EXERCISE PROMPT:
Copy every line of the records below that contains the string "positive". Matching is case-sensitive.

++++

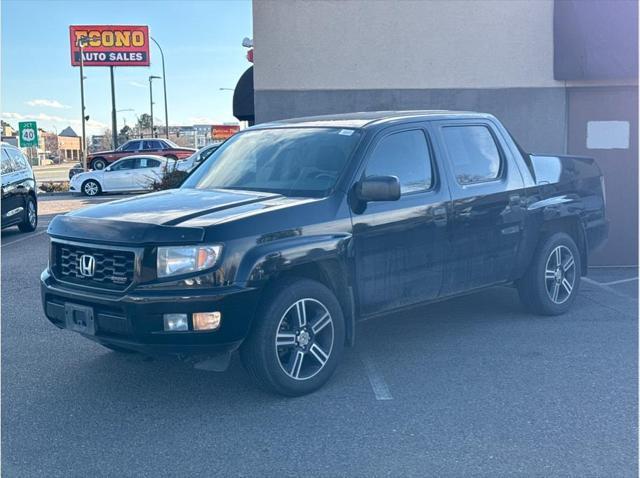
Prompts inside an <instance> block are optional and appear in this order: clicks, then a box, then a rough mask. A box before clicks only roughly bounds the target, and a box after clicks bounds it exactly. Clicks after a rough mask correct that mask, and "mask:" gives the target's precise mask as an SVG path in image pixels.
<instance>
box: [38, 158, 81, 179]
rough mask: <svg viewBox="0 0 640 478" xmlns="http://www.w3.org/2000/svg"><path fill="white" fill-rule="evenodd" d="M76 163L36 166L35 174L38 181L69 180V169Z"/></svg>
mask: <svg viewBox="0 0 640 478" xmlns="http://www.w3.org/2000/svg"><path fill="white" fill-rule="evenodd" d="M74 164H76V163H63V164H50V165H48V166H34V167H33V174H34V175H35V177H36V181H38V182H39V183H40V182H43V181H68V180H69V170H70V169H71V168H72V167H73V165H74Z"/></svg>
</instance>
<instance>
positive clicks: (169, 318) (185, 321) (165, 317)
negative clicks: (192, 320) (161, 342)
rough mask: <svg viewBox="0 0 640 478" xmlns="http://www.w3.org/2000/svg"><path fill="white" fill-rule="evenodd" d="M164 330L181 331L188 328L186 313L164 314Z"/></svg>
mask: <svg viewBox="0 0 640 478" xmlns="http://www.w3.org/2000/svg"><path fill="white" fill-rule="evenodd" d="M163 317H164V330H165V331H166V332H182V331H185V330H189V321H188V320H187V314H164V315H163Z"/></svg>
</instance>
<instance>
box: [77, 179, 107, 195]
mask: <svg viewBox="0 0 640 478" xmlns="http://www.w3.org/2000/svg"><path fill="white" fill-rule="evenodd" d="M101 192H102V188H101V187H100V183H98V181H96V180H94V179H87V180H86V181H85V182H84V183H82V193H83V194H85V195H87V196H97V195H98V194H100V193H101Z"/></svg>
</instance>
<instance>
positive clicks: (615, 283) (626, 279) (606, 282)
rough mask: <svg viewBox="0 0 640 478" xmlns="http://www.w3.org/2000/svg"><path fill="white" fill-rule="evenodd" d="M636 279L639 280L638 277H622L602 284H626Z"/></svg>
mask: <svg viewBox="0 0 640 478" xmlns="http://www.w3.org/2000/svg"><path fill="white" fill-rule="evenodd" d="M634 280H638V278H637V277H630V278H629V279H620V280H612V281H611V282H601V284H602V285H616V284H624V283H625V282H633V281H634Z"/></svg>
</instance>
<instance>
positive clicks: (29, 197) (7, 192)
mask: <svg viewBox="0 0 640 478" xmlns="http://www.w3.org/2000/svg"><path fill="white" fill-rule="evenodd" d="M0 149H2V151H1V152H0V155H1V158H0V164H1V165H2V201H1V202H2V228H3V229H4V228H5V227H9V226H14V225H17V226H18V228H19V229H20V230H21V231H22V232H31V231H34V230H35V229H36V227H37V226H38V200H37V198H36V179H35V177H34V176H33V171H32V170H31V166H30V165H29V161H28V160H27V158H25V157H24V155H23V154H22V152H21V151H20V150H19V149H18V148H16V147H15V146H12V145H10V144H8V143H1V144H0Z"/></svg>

++++

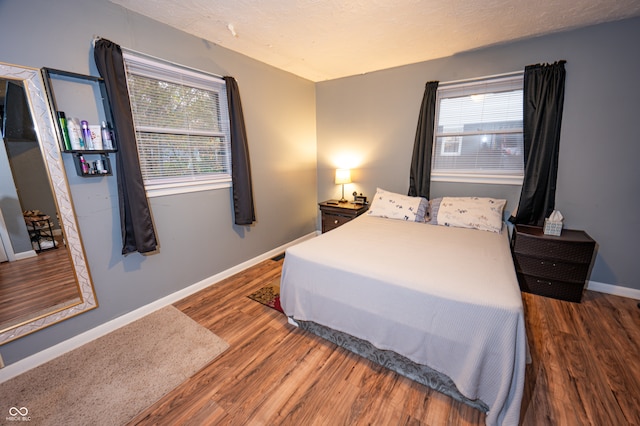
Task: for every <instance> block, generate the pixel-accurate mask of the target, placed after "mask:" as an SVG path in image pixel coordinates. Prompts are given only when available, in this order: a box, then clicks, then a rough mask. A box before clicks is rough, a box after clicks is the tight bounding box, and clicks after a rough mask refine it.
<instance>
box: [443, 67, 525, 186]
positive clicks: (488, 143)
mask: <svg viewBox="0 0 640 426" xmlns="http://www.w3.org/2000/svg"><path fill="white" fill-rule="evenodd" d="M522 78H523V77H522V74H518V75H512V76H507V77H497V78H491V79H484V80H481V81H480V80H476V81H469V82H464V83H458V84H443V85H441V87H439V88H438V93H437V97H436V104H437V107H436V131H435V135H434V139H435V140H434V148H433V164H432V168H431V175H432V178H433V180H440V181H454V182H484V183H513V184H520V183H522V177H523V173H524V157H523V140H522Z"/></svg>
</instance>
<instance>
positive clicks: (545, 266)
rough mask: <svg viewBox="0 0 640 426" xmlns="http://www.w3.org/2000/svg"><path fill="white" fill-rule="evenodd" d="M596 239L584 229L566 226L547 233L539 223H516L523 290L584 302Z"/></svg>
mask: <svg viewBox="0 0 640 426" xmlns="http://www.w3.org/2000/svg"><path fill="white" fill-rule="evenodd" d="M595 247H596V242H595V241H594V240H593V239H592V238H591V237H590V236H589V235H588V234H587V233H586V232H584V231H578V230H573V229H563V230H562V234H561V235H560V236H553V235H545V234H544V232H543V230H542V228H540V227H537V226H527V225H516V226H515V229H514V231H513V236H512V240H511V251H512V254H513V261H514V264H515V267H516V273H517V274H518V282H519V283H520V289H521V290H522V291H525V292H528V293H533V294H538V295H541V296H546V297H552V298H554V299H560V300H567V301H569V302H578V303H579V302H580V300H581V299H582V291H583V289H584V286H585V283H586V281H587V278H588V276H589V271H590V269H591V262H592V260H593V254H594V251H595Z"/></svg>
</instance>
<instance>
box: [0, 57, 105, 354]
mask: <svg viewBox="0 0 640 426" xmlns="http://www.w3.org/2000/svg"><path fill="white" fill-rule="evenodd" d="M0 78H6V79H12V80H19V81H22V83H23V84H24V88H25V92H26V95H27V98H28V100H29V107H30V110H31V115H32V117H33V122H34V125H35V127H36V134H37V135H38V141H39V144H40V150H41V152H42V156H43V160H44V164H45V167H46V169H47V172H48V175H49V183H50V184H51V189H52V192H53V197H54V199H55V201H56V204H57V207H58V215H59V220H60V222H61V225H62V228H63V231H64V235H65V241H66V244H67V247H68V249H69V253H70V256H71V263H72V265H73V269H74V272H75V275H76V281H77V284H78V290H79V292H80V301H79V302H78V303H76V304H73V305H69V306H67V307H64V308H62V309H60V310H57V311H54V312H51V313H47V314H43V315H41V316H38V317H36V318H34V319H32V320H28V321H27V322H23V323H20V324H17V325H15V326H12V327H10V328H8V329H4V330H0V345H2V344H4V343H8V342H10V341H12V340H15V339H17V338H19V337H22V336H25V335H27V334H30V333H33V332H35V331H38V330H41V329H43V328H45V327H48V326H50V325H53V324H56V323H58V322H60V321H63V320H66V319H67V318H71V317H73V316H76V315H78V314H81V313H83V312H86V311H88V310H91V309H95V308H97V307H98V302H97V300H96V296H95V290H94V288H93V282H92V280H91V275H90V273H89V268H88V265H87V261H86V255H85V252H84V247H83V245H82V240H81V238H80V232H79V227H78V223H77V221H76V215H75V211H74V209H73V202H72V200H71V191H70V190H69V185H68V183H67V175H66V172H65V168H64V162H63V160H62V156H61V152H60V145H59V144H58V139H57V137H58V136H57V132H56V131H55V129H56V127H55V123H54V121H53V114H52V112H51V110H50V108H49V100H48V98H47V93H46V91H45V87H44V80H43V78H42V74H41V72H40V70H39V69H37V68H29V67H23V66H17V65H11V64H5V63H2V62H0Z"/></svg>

++++

ANSWER SECTION:
positive clicks: (169, 318) (185, 321) (165, 317)
positive clicks: (615, 283) (626, 279) (606, 282)
positive clicks: (29, 197) (7, 192)
positive clicks: (488, 143)
positive clicks: (545, 266)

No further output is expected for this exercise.